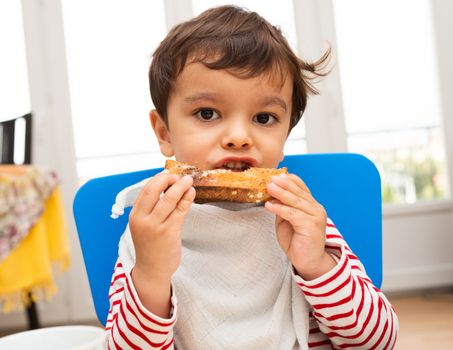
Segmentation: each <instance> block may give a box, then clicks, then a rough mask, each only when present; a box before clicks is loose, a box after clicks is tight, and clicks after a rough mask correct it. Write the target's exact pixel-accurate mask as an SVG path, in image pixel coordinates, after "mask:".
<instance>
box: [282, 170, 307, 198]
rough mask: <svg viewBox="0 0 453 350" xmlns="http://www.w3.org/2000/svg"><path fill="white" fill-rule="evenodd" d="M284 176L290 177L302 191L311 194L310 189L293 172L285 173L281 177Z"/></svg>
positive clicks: (285, 176) (284, 177)
mask: <svg viewBox="0 0 453 350" xmlns="http://www.w3.org/2000/svg"><path fill="white" fill-rule="evenodd" d="M285 177H287V178H289V179H291V180H292V181H293V182H294V183H295V184H296V185H297V186H298V187H299V188H300V189H301V190H302V191H304V192H306V193H309V194H311V192H310V189H309V188H308V186H307V185H306V184H305V182H304V181H303V180H302V179H301V178H300V177H299V176H297V175H294V174H285V175H284V176H283V178H285Z"/></svg>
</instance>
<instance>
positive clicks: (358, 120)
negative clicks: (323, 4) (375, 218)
mask: <svg viewBox="0 0 453 350" xmlns="http://www.w3.org/2000/svg"><path fill="white" fill-rule="evenodd" d="M334 12H335V21H336V31H337V42H338V60H339V68H340V75H341V83H342V91H343V98H344V111H345V122H346V129H347V133H348V148H349V150H350V151H352V152H357V153H362V154H365V155H367V156H368V157H369V158H370V159H371V160H373V161H374V162H375V164H376V165H377V167H378V168H379V170H380V173H381V178H382V184H383V200H384V202H387V203H413V202H415V201H418V200H430V199H436V198H446V197H448V196H449V190H448V185H447V183H448V180H447V178H446V177H447V175H446V174H447V171H446V161H445V147H444V140H443V137H442V125H441V124H442V123H441V107H440V95H439V91H438V86H439V84H438V80H437V79H438V78H437V75H436V73H437V66H436V57H435V48H434V36H433V28H432V23H431V8H430V2H429V1H428V0H400V1H391V0H385V1H383V0H379V1H377V0H375V1H371V0H370V1H361V0H343V1H335V2H334Z"/></svg>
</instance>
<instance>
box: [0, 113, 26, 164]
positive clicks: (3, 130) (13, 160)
mask: <svg viewBox="0 0 453 350" xmlns="http://www.w3.org/2000/svg"><path fill="white" fill-rule="evenodd" d="M31 118H32V114H31V113H28V114H25V115H23V116H21V117H18V118H14V119H10V120H6V121H2V122H0V164H14V153H15V146H16V143H17V142H19V141H23V143H24V145H23V147H21V149H22V148H23V150H24V154H23V164H30V163H31V127H32V126H31V124H32V121H31ZM20 120H24V121H25V135H23V138H21V139H20V140H17V139H16V125H17V123H18V122H19V121H20Z"/></svg>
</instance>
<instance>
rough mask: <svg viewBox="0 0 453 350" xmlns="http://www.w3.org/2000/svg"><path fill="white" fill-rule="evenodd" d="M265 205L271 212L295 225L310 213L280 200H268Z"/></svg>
mask: <svg viewBox="0 0 453 350" xmlns="http://www.w3.org/2000/svg"><path fill="white" fill-rule="evenodd" d="M264 206H265V208H266V209H267V210H269V211H270V212H271V213H274V214H275V215H277V216H279V217H281V218H282V219H284V220H286V221H288V222H290V223H291V225H293V226H299V225H300V224H301V222H302V221H303V219H304V218H306V217H307V215H310V214H307V213H305V212H304V211H301V210H298V209H296V208H294V207H291V206H288V205H285V204H283V203H281V202H278V201H267V202H266V203H265V204H264ZM310 216H311V215H310Z"/></svg>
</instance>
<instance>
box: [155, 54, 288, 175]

GOAL OF THE EXERCISE | Please list every line of the data that contains the string "positive", matching case exactly.

RESULT OF THE TASK |
positive clicks: (285, 176) (284, 177)
positive clicks: (358, 120)
positive clicks: (3, 130) (13, 160)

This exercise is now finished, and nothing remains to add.